== JOB 1 ==
In the passage on San Diego's housing plan below, what share of the sites San Diego identified for low-income and multifamily housing lies in the poorest third of the city's neighborhoods?
== JOB 2 ==
Using the passage on San Diego's housing plan below, decide whether each statement agrees with it: (a) San Diego County is the first region to go through this process; (b) HCD gave San Diego twelve months to adopt amendments; (c) San Diego's plan opened some single-family neighborhoods to multifamily housing. For each one, answer yes or no and quote the deciding words.
== JOB 3 ==
Reproduce word for word the stretch of the passage on San Diego's housing plan below, from "Every eight years, California" through "segregation and exclusion.".

== DOCUMENT EXCERPT ==
Every eight years, California cities must adopt a state-approved plan, called a housing element, which shows how the city will accommodate its share of regionally needed housing. This law has been on the books for decades but was toothless until recently. Starting in 2017, the Legislature bulked up regional housing targets, added new sanctions, required cities to loosen zoning restrictions enough to achieve their share of the regional target, and insisted that housing plans undo historical patterns of segregation and exclusion.

What HCD decides in San Diego’s case will establish a landmark precedent for cities throughout the state — San Diego County is the first region to go through this process. It will also have immediate ramifications for San Diegans. Under state law, a city that lacks a compliant housing plan forfeits authority to deny or downsize affordable housing projects on the basis of the city’s zoning code and general plan. Thus, if San Diego falls out of compliance, it would have no choice but to approve large apartment and condo buildings even in neighborhoods zoned just for single-family homes.

Perhaps to shelter the city from this serious sanction, HCD has thus far treated San Diego with kid gloves. San Diego’s housing plan was due last September, but the plan the city adopted and sent to HCD had grave shortcomings. UCLA professor Paavo Monkkonen and his students found that 65 percent of the sites San Diego identified for low-income and multifamily housing are located in the poorest third of the city’s neighborhoods. San Diego has an unusually large percentage of its land area reserved exclusively for single-family homes, yet the city’s plan did not open any of these neighborhoods to multifamily housing. This flaunts the Legislature’s mandate to “affirmatively further fair housing.”

San Diego’s housing plan also presumed that every single parcel of land identified as having redevelopment potential will definitely be developed for new housing during the eight-year planning period. This parlor trick allowed the city to “show” that it can accommodate its share of regionally needed housing (108,000 new homes) without relaxing any land-use restrictions. Yet during any given eight-year period, many sites that have redevelopment potential will be tied up by long-term leases, held back by owners who don’t want to sell or stay unchanged for other reasons. San Diego’s “every parcel will be developed” assumption is like a university that needs a freshman class of 1,000 students deciding to admit only 1,000 applicants, even though the university knows (or could easily learn) from past experience that only about 1 in 3 admitted students will enroll. Just as the university would need to admit 3,000 applicants in order to enroll a class of 1,000, cities need to zone for several times their housing target in order to reach it. San Diego did not.

But instead of finding San Diego to be out of compliance last September, HCD deemed the city’s status quo plan “conditionally compliant” and gave the city six months to adopt amendments about fair housing and housing sites’ likelihood of development (the college admissions analogy). Disappointingly, the city has adopted no such amendments. Instead, in February, it quietly floated some inconsequential draft revisions that leave the status quo intact.

== LISTED ENTRIES ==
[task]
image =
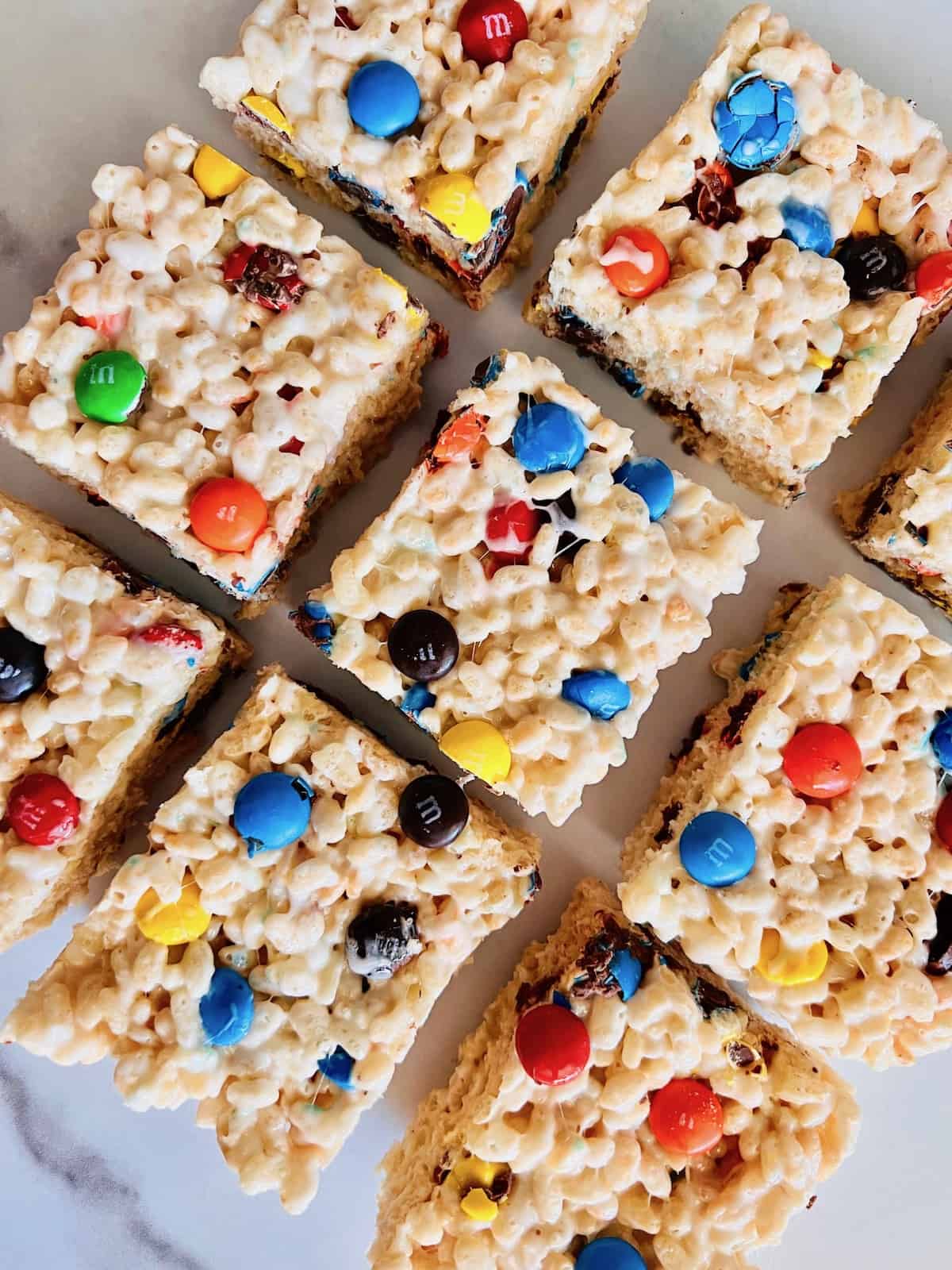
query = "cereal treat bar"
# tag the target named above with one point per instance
(306, 899)
(617, 1109)
(767, 260)
(903, 518)
(527, 584)
(444, 127)
(211, 365)
(803, 841)
(99, 671)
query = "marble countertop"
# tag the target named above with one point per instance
(90, 1185)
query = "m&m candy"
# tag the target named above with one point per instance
(635, 260)
(609, 1254)
(549, 437)
(216, 175)
(687, 1118)
(338, 1067)
(933, 279)
(451, 198)
(552, 1045)
(384, 98)
(601, 692)
(179, 922)
(757, 122)
(272, 810)
(423, 645)
(651, 479)
(717, 849)
(228, 514)
(791, 967)
(808, 226)
(490, 29)
(433, 810)
(42, 810)
(823, 761)
(228, 1007)
(381, 939)
(480, 749)
(109, 387)
(23, 666)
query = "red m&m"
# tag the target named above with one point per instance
(42, 810)
(511, 529)
(552, 1045)
(823, 761)
(490, 29)
(228, 514)
(635, 260)
(687, 1118)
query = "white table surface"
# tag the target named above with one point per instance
(86, 1184)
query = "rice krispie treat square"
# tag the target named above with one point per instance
(616, 1108)
(306, 899)
(901, 520)
(213, 365)
(803, 841)
(767, 260)
(99, 671)
(444, 127)
(527, 584)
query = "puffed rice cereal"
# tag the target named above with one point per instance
(258, 351)
(829, 749)
(555, 591)
(805, 256)
(99, 671)
(499, 1170)
(279, 986)
(901, 520)
(446, 133)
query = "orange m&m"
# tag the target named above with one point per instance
(635, 260)
(823, 760)
(687, 1118)
(228, 514)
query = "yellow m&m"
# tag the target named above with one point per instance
(452, 200)
(216, 175)
(791, 967)
(480, 749)
(270, 112)
(179, 922)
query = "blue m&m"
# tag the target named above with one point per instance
(808, 226)
(272, 810)
(651, 479)
(384, 98)
(338, 1067)
(609, 1254)
(717, 849)
(601, 692)
(549, 438)
(228, 1007)
(757, 122)
(626, 971)
(942, 741)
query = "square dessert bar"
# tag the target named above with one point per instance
(306, 899)
(616, 1108)
(99, 671)
(213, 365)
(444, 127)
(803, 841)
(901, 520)
(527, 584)
(767, 260)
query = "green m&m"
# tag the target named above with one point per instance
(109, 387)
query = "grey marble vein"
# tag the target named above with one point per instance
(86, 1174)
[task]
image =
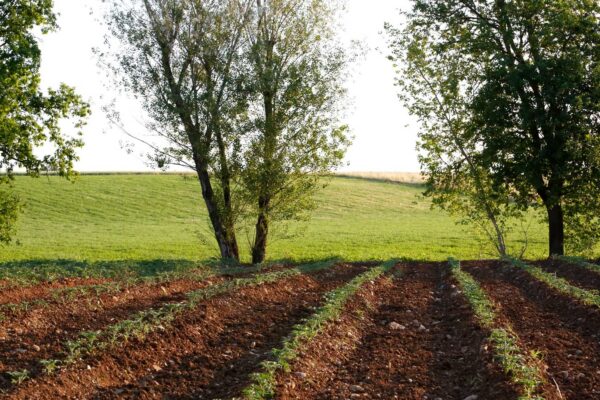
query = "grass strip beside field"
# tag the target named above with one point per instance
(147, 321)
(264, 383)
(521, 367)
(581, 262)
(76, 292)
(588, 297)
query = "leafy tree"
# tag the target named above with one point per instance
(297, 71)
(29, 118)
(182, 61)
(531, 72)
(431, 90)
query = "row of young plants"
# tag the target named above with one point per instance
(582, 262)
(522, 367)
(589, 297)
(264, 383)
(145, 322)
(71, 293)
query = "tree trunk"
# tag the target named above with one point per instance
(225, 237)
(259, 249)
(556, 230)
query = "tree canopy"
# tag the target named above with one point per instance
(529, 78)
(244, 92)
(30, 119)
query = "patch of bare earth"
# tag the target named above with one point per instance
(41, 333)
(413, 338)
(208, 352)
(575, 274)
(564, 330)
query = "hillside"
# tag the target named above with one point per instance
(147, 217)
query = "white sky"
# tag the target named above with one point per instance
(384, 135)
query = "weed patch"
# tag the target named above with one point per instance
(523, 368)
(588, 297)
(264, 382)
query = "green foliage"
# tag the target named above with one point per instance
(520, 84)
(482, 305)
(30, 119)
(435, 88)
(122, 224)
(10, 208)
(127, 272)
(581, 262)
(522, 368)
(296, 77)
(264, 382)
(18, 377)
(588, 297)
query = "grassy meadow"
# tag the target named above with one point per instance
(162, 217)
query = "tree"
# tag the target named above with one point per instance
(29, 118)
(533, 67)
(431, 89)
(181, 58)
(297, 71)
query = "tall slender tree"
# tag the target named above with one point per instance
(30, 119)
(181, 58)
(297, 74)
(535, 71)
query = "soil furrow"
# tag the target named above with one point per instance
(204, 353)
(41, 333)
(564, 330)
(421, 341)
(577, 275)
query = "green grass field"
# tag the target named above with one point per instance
(162, 217)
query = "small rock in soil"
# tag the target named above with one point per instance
(300, 375)
(564, 374)
(396, 326)
(356, 389)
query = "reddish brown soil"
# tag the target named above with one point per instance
(565, 331)
(575, 274)
(207, 353)
(366, 358)
(16, 294)
(41, 333)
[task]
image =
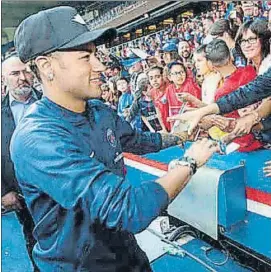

== CORRECT ANSWER 1 ==
65 percent

== CORRECT ANSWER 2 ==
(a) Yes: "San Diego County is the first region to go through this process"
(b) No: "gave the city six months to adopt amendments"
(c) No: "the city’s plan did not open any of these neighborhoods to multifamily housing"

== CORRECT ANSWER 3 ==
Every eight years, California cities must adopt a state-approved plan, called a housing element, which shows how the city will accommodate its share of regionally needed housing. This law has been on the books for decades but was toothless until recently. Starting in 2017, the Legislature bulked up regional housing targets, added new sanctions, required cities to loosen zoning restrictions enough to achieve their share of the regional target, and insisted that housing plans undo historical patterns of segregation and exclusion.